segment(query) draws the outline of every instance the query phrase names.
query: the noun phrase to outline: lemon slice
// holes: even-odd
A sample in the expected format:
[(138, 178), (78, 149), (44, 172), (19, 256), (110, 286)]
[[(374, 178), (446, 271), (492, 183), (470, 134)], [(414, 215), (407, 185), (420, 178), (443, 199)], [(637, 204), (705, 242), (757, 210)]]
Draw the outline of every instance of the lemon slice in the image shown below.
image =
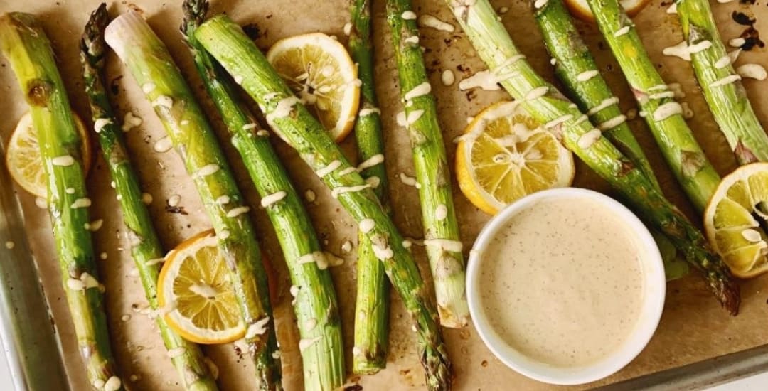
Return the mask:
[[(85, 175), (91, 167), (91, 143), (85, 131), (85, 125), (80, 117), (72, 113), (74, 124), (83, 141), (81, 156)], [(38, 144), (38, 132), (32, 125), (32, 115), (27, 112), (18, 120), (16, 128), (11, 134), (5, 154), (5, 164), (11, 177), (24, 190), (35, 197), (45, 198), (48, 196), (45, 170), (40, 157), (40, 146)]]
[(325, 34), (303, 34), (278, 41), (266, 59), (336, 142), (349, 134), (360, 81), (344, 45)]
[(707, 238), (737, 277), (768, 271), (768, 163), (753, 163), (724, 177), (704, 211)]
[[(627, 12), (627, 15), (634, 16), (647, 5), (648, 0), (619, 0), (619, 4)], [(565, 5), (577, 18), (588, 22), (594, 21), (594, 15), (592, 15), (592, 10), (589, 9), (587, 0), (565, 0)]]
[(226, 343), (245, 336), (229, 271), (213, 230), (166, 256), (157, 280), (161, 312), (174, 331), (197, 343)]
[(571, 152), (516, 102), (485, 108), (464, 133), (456, 147), (458, 186), (486, 213), (573, 181)]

******

## 出題内容
上の項目を一つ残らず、一字一句変えずに抜き出してもらえますか。画像は答えに含めないでください。

## 解答文
segment(query) draws the outline of every instance the query phrase names.
query: the noun phrase to outline: lemon slice
// holes: even-odd
A sample in the expected format:
[(138, 178), (78, 149), (44, 172), (19, 256), (110, 286)]
[[(374, 178), (446, 271), (492, 183), (470, 134)], [(414, 215), (407, 185), (420, 178), (443, 199)], [(637, 204), (705, 242), (757, 210)]]
Draw the outline of every instance of the lemon slice in the image shown below.
image =
Return the mask:
[[(85, 175), (91, 167), (91, 143), (85, 131), (85, 125), (80, 117), (72, 113), (74, 124), (83, 141), (81, 156)], [(38, 144), (38, 132), (32, 125), (32, 115), (27, 112), (18, 120), (16, 128), (11, 134), (5, 154), (5, 164), (11, 177), (24, 190), (35, 197), (45, 198), (48, 196), (45, 170), (40, 157), (40, 146)]]
[(325, 34), (303, 34), (278, 41), (266, 59), (336, 142), (349, 134), (360, 81), (344, 45)]
[(707, 238), (737, 277), (768, 271), (768, 163), (753, 163), (724, 177), (704, 211)]
[[(627, 12), (627, 15), (634, 16), (647, 5), (648, 0), (619, 0), (619, 4)], [(565, 5), (577, 18), (588, 22), (594, 21), (594, 15), (592, 15), (592, 10), (589, 9), (587, 0), (565, 0)]]
[(226, 343), (245, 336), (229, 271), (213, 230), (166, 256), (157, 280), (161, 312), (174, 331), (197, 343)]
[(571, 152), (516, 102), (485, 108), (464, 133), (456, 147), (458, 186), (486, 213), (573, 181)]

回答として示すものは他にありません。